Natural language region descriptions
◆ ◆ ◆ ◆

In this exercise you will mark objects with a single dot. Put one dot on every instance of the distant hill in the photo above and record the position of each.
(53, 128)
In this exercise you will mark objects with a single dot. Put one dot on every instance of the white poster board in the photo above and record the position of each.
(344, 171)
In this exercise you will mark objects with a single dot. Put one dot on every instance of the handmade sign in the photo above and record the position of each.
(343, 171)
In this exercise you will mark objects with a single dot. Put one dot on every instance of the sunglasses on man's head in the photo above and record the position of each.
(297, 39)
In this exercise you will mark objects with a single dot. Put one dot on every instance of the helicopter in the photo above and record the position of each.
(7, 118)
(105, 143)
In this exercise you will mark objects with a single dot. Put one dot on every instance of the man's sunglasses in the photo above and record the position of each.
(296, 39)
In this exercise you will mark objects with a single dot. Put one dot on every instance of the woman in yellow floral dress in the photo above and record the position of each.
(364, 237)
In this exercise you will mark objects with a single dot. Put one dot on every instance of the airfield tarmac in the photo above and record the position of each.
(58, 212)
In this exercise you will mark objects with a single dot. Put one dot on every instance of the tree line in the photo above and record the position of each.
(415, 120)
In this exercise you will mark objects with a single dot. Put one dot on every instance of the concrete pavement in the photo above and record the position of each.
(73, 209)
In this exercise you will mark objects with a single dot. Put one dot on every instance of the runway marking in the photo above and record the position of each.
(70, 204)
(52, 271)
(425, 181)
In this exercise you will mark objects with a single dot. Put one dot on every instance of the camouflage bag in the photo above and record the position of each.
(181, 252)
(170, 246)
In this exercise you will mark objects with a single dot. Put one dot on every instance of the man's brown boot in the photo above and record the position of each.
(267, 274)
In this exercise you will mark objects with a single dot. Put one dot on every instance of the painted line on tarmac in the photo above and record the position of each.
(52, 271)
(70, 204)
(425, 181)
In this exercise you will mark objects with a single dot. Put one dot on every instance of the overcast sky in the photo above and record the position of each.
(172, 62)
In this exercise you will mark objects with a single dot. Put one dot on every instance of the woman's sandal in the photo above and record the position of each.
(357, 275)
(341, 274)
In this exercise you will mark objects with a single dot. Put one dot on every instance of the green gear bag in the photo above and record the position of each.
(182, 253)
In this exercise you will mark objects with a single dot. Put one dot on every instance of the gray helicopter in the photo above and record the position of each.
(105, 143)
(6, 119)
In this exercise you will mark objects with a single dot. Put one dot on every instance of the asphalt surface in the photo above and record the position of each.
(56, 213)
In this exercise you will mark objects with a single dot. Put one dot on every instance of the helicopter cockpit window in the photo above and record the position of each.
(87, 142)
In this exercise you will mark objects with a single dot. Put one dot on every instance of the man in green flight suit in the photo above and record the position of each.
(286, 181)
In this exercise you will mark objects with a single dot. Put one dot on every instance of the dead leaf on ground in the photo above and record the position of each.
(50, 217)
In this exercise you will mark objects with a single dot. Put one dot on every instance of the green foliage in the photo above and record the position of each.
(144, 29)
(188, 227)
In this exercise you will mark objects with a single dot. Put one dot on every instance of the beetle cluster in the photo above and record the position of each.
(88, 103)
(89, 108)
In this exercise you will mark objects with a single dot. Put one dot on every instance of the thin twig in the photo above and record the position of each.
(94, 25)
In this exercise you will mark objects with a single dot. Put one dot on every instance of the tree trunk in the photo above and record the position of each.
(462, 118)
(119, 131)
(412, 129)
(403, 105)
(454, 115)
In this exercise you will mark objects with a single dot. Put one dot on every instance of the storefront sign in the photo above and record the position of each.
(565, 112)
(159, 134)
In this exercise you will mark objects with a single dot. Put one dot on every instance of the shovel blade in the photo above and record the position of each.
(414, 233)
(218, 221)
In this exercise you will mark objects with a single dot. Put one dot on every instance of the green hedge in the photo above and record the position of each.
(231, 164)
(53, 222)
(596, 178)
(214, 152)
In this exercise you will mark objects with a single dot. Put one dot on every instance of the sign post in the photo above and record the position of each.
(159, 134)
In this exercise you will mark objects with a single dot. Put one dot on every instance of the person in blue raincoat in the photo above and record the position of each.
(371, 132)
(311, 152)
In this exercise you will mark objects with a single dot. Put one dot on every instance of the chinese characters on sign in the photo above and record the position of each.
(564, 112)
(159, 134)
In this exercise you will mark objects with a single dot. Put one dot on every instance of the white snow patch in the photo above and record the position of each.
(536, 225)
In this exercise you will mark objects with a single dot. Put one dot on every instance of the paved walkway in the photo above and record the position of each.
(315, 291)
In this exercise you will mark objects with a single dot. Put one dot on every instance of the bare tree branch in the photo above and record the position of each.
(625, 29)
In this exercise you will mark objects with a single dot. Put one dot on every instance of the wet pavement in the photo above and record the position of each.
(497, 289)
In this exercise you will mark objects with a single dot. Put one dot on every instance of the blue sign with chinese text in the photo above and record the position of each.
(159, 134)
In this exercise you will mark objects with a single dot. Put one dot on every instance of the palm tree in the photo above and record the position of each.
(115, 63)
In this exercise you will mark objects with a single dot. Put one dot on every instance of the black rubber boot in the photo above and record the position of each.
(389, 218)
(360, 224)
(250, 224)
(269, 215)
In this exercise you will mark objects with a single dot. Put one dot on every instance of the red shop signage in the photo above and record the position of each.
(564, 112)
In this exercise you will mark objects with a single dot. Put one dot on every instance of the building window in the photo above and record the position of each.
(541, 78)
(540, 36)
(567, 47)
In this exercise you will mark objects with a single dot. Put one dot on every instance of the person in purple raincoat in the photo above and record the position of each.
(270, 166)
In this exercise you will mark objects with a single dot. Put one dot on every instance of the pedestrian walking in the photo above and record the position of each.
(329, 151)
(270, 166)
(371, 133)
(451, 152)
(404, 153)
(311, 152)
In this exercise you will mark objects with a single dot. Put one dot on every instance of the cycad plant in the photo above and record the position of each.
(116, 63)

◆ ◆ ◆ ◆

■ **WHAT YOU SHOULD DO**: What are the lines from the one with "of the cycad" through the end of the records above? Set them down exactly, both ends included, and nothing else.

■ **RESPONSE BELOW**:
In this exercise you will mark objects with a single dot. Put one dot on every instance of the cycad plant in the photo above and record the position of each.
(116, 63)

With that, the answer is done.